Records from a data source:
○ ○ ○ ○
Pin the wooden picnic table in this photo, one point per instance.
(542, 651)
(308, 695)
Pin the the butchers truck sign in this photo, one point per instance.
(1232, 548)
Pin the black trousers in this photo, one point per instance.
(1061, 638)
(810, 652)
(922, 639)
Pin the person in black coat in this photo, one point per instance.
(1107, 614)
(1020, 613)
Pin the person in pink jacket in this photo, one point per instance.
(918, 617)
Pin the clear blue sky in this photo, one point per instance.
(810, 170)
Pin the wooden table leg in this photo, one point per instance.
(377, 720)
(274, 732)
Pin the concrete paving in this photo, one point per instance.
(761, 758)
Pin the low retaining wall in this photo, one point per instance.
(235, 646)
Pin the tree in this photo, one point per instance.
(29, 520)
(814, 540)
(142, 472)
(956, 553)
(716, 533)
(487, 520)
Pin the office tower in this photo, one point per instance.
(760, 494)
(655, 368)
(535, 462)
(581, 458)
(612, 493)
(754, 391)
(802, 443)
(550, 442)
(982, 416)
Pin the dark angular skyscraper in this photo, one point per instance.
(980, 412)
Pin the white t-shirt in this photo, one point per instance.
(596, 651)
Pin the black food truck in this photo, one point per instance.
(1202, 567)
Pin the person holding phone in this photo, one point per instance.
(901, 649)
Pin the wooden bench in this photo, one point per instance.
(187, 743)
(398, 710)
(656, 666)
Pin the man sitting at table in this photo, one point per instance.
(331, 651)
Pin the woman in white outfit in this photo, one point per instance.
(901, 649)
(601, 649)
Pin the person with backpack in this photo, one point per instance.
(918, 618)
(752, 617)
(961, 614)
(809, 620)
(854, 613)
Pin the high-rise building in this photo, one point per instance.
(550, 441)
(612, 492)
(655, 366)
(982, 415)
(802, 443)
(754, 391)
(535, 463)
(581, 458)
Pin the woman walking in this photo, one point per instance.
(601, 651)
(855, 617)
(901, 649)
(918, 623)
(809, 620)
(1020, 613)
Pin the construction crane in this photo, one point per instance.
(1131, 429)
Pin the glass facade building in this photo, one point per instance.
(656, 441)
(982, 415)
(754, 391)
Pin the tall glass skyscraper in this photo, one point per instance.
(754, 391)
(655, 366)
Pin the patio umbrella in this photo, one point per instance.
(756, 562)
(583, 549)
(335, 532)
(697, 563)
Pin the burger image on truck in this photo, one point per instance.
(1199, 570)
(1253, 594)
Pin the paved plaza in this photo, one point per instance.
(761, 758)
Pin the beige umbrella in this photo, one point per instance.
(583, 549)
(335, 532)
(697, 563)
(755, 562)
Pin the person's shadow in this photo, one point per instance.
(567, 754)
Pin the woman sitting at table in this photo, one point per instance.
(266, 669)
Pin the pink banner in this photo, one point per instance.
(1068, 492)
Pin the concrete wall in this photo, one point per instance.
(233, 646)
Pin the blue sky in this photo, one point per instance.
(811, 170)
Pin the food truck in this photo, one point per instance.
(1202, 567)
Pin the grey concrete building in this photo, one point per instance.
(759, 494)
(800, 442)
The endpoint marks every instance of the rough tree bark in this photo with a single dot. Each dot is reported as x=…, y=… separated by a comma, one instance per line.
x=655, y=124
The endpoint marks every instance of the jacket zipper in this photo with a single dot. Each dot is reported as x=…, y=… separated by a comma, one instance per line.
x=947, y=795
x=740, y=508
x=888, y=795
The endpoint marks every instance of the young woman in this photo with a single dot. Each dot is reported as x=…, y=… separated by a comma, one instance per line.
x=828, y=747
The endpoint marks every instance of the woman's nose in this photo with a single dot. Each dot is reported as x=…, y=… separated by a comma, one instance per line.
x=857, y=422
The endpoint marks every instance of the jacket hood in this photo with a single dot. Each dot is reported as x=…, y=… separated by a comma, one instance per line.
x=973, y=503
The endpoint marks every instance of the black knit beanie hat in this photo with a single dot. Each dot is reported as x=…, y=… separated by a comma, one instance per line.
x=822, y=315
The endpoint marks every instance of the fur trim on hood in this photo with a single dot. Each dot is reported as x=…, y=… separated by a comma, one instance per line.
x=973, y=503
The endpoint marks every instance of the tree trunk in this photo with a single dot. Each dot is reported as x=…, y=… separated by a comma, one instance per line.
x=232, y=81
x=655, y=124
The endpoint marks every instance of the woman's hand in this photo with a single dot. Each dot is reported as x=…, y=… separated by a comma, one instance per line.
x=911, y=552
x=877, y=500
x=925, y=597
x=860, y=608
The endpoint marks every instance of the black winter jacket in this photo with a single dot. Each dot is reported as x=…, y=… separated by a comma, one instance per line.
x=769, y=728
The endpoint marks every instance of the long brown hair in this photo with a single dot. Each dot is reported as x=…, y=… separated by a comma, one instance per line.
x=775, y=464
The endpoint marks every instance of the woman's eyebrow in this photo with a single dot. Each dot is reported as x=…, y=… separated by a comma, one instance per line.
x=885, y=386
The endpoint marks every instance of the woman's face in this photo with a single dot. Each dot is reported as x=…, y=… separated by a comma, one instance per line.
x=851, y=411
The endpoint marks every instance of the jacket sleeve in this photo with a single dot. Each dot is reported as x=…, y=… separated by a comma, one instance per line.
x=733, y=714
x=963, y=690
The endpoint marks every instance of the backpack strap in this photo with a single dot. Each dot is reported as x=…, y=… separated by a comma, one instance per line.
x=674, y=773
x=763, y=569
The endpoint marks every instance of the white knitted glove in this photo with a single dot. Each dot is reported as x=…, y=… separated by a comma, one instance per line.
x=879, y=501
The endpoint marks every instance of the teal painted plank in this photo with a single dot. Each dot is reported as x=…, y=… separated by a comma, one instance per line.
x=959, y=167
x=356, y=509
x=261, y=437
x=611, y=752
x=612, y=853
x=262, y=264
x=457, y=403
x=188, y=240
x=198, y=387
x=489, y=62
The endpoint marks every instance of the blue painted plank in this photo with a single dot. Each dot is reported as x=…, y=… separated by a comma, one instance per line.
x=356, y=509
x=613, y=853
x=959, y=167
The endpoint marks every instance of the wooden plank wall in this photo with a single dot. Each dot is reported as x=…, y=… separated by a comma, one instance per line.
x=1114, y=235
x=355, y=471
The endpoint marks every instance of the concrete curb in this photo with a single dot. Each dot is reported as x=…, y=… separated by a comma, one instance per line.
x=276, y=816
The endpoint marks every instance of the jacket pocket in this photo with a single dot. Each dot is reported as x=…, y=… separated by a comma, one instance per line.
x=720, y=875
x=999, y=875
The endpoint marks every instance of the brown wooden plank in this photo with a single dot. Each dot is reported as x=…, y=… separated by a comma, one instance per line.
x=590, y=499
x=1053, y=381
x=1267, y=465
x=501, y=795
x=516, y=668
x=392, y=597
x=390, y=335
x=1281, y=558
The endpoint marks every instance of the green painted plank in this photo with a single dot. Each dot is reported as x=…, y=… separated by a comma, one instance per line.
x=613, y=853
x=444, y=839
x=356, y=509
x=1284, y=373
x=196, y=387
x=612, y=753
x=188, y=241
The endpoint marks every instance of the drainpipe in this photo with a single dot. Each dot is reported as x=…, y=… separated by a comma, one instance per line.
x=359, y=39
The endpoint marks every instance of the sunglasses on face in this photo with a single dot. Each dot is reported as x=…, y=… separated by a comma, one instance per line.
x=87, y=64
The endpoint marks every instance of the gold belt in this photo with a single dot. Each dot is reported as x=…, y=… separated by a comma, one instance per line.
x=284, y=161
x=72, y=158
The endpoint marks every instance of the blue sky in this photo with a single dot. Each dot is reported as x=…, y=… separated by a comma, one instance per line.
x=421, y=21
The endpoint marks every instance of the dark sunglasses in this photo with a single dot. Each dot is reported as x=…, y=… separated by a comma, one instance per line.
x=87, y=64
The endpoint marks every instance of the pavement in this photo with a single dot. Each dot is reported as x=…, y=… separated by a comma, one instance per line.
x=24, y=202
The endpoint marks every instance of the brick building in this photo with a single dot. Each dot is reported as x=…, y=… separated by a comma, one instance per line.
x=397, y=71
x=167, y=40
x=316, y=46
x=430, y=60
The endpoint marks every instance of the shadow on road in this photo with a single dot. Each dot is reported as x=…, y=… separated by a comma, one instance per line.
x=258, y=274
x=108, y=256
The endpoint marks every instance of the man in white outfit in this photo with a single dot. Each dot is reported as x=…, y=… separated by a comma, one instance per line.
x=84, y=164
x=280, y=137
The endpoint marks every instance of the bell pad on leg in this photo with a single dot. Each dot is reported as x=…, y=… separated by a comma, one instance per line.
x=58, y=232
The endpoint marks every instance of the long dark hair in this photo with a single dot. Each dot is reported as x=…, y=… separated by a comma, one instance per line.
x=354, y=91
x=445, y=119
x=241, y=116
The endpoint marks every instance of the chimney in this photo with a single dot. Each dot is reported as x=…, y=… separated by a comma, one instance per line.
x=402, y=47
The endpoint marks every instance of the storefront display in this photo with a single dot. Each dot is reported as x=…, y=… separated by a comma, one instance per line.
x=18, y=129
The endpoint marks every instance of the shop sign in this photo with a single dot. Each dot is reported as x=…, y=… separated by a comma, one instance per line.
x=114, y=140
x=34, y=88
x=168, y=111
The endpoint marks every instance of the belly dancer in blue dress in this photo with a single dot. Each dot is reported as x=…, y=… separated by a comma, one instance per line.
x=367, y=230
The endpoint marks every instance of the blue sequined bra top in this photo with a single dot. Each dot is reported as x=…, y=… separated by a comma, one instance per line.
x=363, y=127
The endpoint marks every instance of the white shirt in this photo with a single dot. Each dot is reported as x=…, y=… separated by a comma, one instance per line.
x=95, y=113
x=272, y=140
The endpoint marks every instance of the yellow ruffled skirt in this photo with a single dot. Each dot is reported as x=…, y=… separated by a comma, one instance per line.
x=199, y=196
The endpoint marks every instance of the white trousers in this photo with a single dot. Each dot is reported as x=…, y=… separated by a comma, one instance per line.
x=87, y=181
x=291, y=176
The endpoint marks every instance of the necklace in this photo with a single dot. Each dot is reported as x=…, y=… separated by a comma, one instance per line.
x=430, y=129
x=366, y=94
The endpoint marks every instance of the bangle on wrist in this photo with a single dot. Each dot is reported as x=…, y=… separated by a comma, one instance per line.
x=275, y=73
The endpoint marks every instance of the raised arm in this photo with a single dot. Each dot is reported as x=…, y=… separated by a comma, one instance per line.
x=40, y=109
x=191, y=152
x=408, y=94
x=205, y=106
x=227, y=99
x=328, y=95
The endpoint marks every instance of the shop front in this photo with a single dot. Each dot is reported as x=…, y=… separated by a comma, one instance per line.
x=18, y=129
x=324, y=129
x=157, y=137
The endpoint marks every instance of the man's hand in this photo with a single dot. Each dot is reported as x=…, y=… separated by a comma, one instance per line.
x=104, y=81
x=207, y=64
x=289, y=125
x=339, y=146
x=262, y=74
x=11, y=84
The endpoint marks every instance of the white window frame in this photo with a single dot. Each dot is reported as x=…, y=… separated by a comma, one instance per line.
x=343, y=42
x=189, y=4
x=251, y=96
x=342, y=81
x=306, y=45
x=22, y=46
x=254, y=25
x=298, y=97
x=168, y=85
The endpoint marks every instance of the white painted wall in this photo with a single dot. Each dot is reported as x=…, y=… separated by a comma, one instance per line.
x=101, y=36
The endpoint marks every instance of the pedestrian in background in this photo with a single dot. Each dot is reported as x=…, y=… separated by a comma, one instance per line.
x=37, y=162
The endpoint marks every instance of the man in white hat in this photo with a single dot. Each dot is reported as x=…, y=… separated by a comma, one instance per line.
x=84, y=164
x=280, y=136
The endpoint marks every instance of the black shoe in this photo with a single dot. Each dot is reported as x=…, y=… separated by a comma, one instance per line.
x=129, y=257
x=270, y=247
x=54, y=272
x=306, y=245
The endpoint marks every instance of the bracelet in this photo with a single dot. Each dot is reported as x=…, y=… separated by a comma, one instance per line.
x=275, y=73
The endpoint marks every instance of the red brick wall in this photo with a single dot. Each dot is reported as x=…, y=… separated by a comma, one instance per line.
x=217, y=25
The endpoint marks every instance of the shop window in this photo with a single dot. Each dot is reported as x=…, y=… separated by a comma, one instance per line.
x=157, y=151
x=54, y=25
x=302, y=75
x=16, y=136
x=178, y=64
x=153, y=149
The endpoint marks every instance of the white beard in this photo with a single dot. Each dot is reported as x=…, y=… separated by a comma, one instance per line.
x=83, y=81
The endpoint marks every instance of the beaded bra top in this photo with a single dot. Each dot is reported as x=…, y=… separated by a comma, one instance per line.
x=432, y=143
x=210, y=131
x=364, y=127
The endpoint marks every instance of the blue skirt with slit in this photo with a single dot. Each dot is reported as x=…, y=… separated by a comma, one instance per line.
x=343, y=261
○ ○ ○ ○
Exactly the lines from the one containing "The endpoint marks every instance of the bracelet" through the final line above, and only those, should be given again.

Completed task =>
The endpoint marks every instance of the bracelet in this photo with a single dot. Each dot is reported as x=…, y=… separated by a comma, one instance per line.
x=275, y=73
The endpoint marks every instance of the red brick wall in this photo with a single dot. Each dot is reported as x=…, y=… separated by a comma, one instance per line.
x=217, y=25
The endpoint marks every instance of the shop window in this photo with a single dot. Each dot is reported as x=…, y=… separated by a comma, one instance per line.
x=157, y=151
x=54, y=25
x=302, y=75
x=16, y=136
x=178, y=64
x=153, y=149
The endpoint marks every instance of the white beard in this photo with a single dot. Each dot is reported as x=…, y=… separated by a comma, one instance per line.
x=83, y=81
The endpoint marks every instance of the beaded bra top in this photo with a single dot. Each dot is reported as x=…, y=… separated by a comma, one instance per line.
x=432, y=143
x=210, y=131
x=364, y=127
The endpoint marks every instance of the blue skirt with slit in this photo with a single dot. Each dot is reported as x=…, y=… separated by a comma, one instance per line.
x=343, y=261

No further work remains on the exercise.